◆ Source
The environment doesn’t respect national borders. Birds migrate. Fish cross seas. Rivers merge. Oceans meet. Air pollution drifts. Natural resources are shared. Acid rain pours on everyone – not just the country responsible for the pollution. What one country does to its own environment can profoundly affect its neighbours – and those far beyond it. Some people think of environmental threats as a concern only for the few – but they matter to everyone. Take air pollution as just one example - it kills thousands every year and particularly affects the poorest, the oldest and the least healthy – It is an issue of inequality as much as it is of environmental protection.

And we know that action on the biggest threats to our environment can’t just be conducted from our own island – it has to be done internationally. And it is. Over the years, European Union membership has helped transform the UK’s natural environment.

10.30am BST

Harriet Harman is speaking now.

She says she wants people to know where Labour stands.

It’s not surprising that Labour supporters have struggled to catch a glimpse of why Labour backs the EU as the media has been dominated by the row in the Tory party.

Because we’re in the EU, people have better rights at work. The EU guarantees those rights. It’s the EU that made our governments pass laws to ensure employers give paid holiday, paid maternity leave, rights for part-timers. So long as we’re in the EU no Tory government can try and take those rights away.

I’m not going to be put off by people calling it “Project Fear”. I am fearful about jobs, and women’s rights at work, and I make no bones about it.

The leaders of the campaign that wants us to leave the EU say that they can’t guarantee that people wouldn’t lose their jobs - but it’s a risk worth taking. But it’s not their jobs at risk. We need more jobs not fewer. Let’s not make getting a job harder.

Immigration is a big issue so I want to put out some facts. There’s more immigration from outside the EU than people coming from other EU countries.

If you’re worried about the NHS - don’t blame immigrants. The person from Ireland, or Spain or Portugal is more likely to be the nurse at your bedside than queuing in A and E. So don’t blame the EU for problems in the NHS - that’s down to the government.

10.23am BST

Farron says the Vote Leave campaign has been particularly dishonest on the subject of public spending.

Their big red bus says you can save £350m a week, and then spend it all on the NHS. A complete con. And they’re still driving it round despite the figure being rubbished by every economist under the sun.

And it’s not just the NHS this made-up, magic money is spent on. This dossier shows they have made two dozen different spending commitments.

◆ Rows
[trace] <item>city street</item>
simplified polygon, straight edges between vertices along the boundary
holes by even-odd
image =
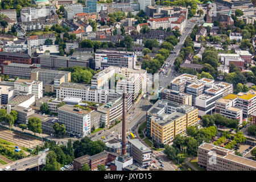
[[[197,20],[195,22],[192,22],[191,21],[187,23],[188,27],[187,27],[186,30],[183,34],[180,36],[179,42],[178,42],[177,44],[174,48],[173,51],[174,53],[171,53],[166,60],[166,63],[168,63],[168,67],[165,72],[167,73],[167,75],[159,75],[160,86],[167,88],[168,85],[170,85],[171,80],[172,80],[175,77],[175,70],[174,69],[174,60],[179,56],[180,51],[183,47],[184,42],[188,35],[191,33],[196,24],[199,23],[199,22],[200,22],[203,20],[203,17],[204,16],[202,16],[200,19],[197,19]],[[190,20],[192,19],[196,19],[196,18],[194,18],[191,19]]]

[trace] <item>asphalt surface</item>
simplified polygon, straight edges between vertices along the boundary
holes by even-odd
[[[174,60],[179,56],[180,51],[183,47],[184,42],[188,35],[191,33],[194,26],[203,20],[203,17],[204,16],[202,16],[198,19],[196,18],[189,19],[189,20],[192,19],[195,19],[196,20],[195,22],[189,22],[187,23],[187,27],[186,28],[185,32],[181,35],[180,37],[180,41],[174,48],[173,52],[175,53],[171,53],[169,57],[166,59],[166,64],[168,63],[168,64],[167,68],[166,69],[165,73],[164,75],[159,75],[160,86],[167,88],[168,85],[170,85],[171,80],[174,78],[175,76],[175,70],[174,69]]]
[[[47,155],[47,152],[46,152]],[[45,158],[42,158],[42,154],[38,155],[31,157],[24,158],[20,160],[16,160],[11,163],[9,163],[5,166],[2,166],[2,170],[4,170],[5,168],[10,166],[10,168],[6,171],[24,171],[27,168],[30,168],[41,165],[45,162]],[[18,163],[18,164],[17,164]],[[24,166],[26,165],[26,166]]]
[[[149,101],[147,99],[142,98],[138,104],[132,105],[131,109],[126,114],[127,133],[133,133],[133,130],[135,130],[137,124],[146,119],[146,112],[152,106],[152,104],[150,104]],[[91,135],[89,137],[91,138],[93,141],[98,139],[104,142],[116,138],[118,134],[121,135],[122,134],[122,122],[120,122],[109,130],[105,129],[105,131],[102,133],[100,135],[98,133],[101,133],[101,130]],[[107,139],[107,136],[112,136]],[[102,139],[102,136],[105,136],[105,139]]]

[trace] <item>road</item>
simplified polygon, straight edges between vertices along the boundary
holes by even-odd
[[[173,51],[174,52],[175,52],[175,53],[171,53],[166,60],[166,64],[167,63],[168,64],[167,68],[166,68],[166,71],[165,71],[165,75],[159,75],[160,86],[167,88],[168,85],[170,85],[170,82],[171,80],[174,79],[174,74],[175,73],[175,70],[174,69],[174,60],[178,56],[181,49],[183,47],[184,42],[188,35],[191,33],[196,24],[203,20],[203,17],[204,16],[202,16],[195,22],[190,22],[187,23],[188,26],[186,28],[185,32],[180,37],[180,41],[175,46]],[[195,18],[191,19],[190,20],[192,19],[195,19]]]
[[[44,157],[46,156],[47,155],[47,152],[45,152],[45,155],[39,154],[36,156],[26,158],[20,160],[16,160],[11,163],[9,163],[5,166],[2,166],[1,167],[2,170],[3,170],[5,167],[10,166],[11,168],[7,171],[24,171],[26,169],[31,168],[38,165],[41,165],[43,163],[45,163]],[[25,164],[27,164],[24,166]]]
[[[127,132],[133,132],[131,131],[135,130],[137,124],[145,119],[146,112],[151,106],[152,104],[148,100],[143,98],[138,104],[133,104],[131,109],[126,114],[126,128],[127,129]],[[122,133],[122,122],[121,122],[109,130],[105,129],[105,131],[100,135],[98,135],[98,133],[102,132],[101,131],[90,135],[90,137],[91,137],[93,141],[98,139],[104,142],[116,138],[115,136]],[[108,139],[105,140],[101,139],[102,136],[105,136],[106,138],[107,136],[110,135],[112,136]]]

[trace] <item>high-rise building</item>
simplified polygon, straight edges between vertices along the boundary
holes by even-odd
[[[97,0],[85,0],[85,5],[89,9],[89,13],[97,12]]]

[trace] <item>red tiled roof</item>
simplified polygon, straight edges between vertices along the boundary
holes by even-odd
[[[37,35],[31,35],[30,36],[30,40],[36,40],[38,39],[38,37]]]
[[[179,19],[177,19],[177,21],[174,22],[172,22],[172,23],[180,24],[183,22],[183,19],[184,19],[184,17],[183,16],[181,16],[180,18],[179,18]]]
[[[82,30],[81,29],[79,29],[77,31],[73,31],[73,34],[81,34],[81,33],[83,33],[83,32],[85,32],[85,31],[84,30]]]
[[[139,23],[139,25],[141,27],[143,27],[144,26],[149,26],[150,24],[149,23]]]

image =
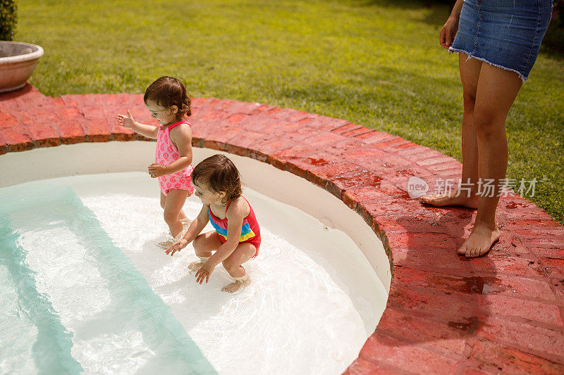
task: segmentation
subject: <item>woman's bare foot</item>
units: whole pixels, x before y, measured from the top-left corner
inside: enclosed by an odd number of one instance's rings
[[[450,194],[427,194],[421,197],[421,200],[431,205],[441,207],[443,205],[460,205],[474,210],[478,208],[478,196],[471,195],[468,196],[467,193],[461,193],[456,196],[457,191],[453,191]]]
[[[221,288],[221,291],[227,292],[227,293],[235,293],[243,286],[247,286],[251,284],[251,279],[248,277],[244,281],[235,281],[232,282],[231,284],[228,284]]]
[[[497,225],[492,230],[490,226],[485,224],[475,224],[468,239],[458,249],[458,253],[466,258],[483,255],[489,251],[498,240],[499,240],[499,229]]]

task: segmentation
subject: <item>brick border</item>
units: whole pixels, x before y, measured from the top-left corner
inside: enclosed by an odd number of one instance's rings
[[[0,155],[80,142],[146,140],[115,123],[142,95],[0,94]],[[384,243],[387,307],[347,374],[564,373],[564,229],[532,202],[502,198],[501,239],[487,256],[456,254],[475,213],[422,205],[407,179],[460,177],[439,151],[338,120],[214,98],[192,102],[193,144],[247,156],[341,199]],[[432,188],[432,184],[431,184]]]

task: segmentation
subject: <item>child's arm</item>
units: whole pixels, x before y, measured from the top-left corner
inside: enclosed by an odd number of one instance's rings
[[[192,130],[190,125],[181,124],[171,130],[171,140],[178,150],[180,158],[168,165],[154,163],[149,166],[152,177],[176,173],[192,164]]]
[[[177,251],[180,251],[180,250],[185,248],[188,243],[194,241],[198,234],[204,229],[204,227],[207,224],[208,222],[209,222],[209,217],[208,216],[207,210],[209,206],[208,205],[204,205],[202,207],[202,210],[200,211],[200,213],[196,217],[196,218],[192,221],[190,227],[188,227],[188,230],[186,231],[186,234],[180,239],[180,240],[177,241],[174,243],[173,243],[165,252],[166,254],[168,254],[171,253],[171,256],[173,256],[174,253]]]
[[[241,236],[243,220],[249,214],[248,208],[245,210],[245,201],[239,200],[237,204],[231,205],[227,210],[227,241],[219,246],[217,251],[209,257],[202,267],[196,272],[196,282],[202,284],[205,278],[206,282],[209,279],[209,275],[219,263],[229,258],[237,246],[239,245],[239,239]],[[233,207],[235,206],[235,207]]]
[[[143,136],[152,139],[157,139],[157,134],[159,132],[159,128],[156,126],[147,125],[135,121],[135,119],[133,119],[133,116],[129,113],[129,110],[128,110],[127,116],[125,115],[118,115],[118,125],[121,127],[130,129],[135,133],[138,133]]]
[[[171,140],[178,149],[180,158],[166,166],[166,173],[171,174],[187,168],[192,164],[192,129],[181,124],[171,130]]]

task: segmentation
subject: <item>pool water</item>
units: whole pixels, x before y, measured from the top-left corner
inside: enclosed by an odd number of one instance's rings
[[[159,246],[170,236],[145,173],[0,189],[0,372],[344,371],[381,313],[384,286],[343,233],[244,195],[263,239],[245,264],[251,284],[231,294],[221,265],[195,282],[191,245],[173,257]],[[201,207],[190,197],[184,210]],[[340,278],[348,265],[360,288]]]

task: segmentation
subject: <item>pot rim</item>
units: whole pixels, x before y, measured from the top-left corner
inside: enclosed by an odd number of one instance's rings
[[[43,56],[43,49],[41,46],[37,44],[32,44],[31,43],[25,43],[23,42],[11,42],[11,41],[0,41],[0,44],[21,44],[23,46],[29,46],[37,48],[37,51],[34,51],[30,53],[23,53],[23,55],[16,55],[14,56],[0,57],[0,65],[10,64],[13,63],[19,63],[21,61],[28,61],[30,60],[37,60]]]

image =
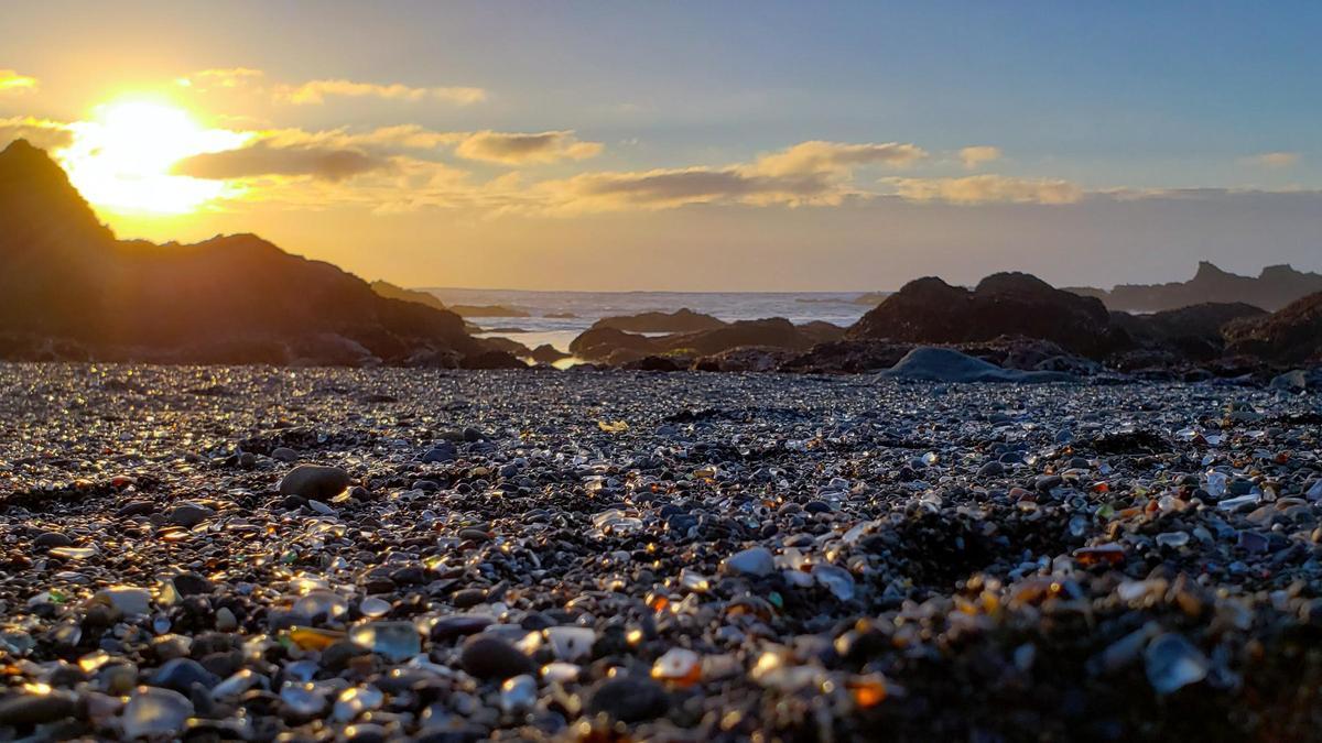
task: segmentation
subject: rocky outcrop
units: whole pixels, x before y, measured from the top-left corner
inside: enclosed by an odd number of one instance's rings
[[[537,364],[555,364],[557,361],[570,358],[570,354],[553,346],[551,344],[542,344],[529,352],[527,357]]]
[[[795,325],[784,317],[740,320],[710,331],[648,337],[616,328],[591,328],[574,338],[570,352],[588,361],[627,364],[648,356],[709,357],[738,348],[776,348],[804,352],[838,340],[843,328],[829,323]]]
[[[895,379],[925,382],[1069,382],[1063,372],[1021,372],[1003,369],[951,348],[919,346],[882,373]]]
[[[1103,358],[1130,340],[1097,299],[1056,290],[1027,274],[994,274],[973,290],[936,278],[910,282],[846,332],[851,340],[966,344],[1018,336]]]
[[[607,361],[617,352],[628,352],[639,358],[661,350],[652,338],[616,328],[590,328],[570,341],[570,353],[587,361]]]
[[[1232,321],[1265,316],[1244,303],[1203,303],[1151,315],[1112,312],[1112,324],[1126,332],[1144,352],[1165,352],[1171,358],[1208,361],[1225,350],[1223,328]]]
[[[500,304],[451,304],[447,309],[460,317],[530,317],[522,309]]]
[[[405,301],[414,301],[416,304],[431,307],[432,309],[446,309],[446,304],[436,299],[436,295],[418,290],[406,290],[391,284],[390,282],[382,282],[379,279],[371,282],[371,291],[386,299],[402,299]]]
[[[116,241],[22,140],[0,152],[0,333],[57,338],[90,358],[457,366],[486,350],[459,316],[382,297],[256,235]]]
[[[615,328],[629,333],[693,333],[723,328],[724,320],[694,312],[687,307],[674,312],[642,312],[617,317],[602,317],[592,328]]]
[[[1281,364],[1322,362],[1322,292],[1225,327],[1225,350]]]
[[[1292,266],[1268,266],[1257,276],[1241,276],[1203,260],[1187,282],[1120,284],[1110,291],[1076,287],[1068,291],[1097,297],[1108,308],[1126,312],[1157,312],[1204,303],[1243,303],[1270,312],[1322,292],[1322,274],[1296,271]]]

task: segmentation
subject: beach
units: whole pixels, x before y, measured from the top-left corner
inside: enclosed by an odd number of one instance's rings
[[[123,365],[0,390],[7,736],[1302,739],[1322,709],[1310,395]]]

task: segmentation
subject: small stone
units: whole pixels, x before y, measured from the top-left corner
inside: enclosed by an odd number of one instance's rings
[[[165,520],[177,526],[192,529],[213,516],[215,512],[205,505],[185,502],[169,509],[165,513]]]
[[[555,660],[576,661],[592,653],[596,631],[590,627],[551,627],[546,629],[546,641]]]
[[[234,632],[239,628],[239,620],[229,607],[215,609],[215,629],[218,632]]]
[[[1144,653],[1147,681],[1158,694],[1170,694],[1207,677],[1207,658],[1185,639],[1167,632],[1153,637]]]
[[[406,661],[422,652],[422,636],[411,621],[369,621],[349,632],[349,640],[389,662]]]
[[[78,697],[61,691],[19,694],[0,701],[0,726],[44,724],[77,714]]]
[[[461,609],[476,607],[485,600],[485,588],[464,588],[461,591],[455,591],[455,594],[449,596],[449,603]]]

◆ Task objective
In the text about EU membership above, how would you render "The environment doesn’t respect national borders." in Spanish?

◆ Full answer
El medio ambiente no respeta las fronteras nacionales.